• Written exercise: Please locate each line in the items below that contains the word "distant" and copy those lines out. The match is case-sensitive.

★ ★ ★ ★ ★ ★ ★

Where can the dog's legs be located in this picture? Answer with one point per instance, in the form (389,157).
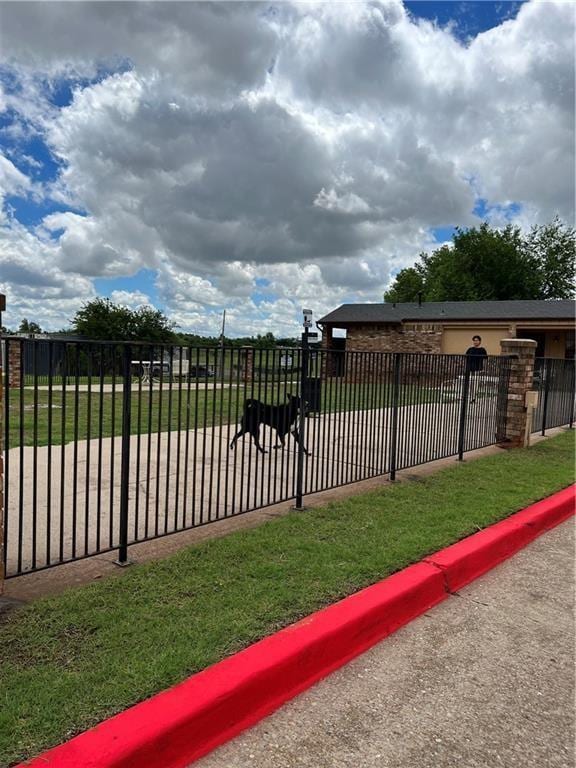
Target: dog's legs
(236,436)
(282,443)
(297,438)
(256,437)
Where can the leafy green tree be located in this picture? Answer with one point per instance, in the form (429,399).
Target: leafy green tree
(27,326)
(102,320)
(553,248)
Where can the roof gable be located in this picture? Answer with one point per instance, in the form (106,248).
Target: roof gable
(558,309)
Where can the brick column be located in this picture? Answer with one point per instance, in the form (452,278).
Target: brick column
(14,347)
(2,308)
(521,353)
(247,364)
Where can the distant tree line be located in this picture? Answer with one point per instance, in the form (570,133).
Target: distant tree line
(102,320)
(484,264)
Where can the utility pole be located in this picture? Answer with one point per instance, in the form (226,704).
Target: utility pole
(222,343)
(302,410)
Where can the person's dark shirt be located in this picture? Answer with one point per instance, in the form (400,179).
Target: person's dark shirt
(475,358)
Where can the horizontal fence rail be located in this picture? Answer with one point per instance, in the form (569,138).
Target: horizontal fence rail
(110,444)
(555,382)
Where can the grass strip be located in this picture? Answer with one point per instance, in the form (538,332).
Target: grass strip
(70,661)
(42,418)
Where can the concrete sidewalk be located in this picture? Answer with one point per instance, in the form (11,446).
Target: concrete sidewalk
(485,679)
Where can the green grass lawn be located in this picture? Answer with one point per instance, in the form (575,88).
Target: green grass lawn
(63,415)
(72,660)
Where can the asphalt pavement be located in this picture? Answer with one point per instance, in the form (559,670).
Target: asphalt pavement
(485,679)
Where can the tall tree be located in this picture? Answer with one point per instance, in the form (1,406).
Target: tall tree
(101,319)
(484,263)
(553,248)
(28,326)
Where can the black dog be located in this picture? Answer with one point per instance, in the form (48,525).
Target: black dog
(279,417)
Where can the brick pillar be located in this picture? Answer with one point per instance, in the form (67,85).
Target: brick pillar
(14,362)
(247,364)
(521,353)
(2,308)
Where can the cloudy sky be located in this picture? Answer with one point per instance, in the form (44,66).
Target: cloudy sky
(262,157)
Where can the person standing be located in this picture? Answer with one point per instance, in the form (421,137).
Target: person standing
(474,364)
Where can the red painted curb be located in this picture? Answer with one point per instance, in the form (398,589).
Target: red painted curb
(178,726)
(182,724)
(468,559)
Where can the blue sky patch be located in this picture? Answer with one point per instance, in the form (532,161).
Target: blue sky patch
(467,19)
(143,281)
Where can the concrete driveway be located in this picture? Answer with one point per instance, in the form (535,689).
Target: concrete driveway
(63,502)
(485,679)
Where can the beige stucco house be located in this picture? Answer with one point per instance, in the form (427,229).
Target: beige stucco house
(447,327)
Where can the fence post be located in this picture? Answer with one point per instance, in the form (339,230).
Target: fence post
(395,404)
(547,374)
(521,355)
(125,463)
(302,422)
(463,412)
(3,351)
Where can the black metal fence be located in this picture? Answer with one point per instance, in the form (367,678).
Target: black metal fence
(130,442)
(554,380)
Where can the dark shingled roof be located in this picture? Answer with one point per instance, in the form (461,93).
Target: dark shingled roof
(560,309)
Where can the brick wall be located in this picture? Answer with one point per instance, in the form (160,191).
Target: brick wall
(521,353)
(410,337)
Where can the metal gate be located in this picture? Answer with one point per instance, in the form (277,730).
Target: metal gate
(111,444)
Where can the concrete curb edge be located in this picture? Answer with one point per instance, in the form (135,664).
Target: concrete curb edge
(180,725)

★ ★ ★ ★ ★ ★ ★

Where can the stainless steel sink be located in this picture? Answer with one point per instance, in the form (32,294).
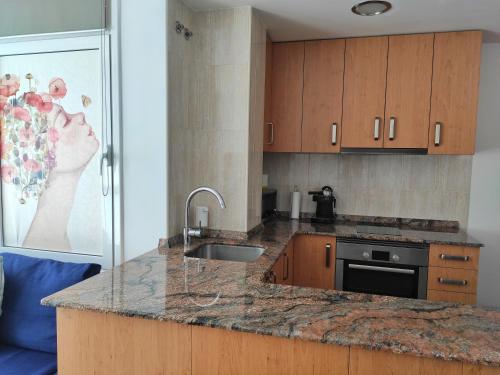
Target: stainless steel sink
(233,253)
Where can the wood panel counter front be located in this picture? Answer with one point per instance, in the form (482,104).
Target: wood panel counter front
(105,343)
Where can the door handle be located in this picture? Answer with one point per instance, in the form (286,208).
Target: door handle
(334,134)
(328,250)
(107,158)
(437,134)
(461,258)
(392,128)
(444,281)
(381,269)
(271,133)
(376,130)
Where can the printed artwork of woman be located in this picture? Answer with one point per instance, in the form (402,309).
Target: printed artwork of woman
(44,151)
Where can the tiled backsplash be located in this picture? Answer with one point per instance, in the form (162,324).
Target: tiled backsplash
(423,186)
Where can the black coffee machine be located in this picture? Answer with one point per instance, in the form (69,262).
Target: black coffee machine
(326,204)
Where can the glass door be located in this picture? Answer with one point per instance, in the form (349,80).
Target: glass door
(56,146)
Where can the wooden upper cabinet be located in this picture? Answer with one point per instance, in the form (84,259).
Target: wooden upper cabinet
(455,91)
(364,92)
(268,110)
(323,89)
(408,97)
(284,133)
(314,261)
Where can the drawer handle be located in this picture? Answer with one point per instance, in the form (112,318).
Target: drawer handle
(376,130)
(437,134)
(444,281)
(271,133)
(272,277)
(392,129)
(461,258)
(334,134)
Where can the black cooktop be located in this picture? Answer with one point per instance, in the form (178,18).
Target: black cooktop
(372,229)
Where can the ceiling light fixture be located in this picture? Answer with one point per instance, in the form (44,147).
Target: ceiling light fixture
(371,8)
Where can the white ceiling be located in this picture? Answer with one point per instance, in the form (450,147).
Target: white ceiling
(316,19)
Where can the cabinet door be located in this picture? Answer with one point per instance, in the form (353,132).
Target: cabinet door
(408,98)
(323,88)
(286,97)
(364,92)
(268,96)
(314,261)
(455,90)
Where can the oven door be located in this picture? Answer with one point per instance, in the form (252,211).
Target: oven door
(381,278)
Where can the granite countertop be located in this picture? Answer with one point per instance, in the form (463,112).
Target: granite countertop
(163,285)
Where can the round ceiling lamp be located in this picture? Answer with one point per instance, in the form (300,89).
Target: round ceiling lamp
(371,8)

★ ★ ★ ★ ★ ★ ★

• The solution:
Where can the distant tree line be located in this picture? Answer with one point per instance, in the form (570,133).
Target: distant tree line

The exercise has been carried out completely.